Begin Rows

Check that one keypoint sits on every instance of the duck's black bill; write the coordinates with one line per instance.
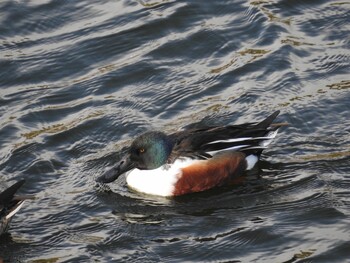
(111, 175)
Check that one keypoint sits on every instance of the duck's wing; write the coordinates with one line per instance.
(205, 142)
(9, 202)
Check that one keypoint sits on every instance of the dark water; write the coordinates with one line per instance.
(80, 79)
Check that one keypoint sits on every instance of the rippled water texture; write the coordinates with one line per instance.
(80, 79)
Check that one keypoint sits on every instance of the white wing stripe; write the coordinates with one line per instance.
(269, 137)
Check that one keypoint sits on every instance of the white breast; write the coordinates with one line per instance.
(160, 181)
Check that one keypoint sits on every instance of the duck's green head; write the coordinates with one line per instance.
(148, 151)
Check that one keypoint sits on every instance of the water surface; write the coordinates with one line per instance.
(80, 79)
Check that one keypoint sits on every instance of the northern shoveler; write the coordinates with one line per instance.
(192, 160)
(9, 205)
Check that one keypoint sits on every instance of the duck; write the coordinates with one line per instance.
(10, 204)
(193, 160)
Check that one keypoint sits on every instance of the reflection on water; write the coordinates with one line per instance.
(80, 79)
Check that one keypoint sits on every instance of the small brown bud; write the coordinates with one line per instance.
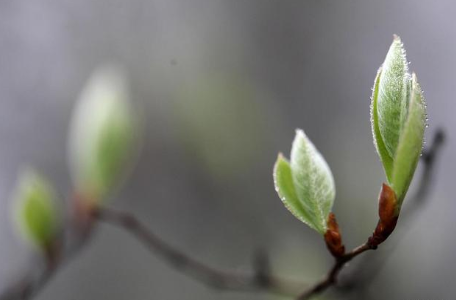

End Rows

*Written instruction:*
Rescale the listing above by writing out all its lines again, requests included, with every coordinate in the answers multiplied by 1.2 and rounded to a whole number, halves rounded up. Leave the pictures out.

*Answer to the task:*
Check that one keypoint sits on every instance of the duck's black bill; write the coordinates with one line per instance.
(133, 210)
Check that one keypoint sits on every instance of the duck's wing; write the coordinates with one line per instance.
(246, 170)
(11, 242)
Check that one keypoint sits on every instance of the dark water; write the coordinates with one line per instance.
(96, 95)
Check that one keypoint sits on every instance of the rippled water texture; write the coordinates with one line per instance.
(96, 95)
Check that one keypoint sits on every instance of the white wing stripe; write the coordinates with one line per instance.
(323, 164)
Check that one keypoint sits on every instance of the white breast; write the coordinates with one line per instance.
(192, 217)
Check that one keypoint sits on every instance of the duck's green head; write the coordinates with one line per instance.
(178, 181)
Check that one keypoint sits on every instance of the water surface; write the coordinates with one line per instance.
(96, 95)
Check that one keypoint sits on every instance of the northern shoveler; write the coordinates with one line per instance.
(230, 192)
(11, 246)
Check that one keypoint sits on every instance of the duck; write the coordinates with one line per instance.
(12, 245)
(232, 192)
Check that one keypoint sits on every instance of the reflection on water; write the coordinates with one line per instance.
(96, 95)
Check that one keypoint sits on every instance of the small brown bud; write the coordinates with one line per instance.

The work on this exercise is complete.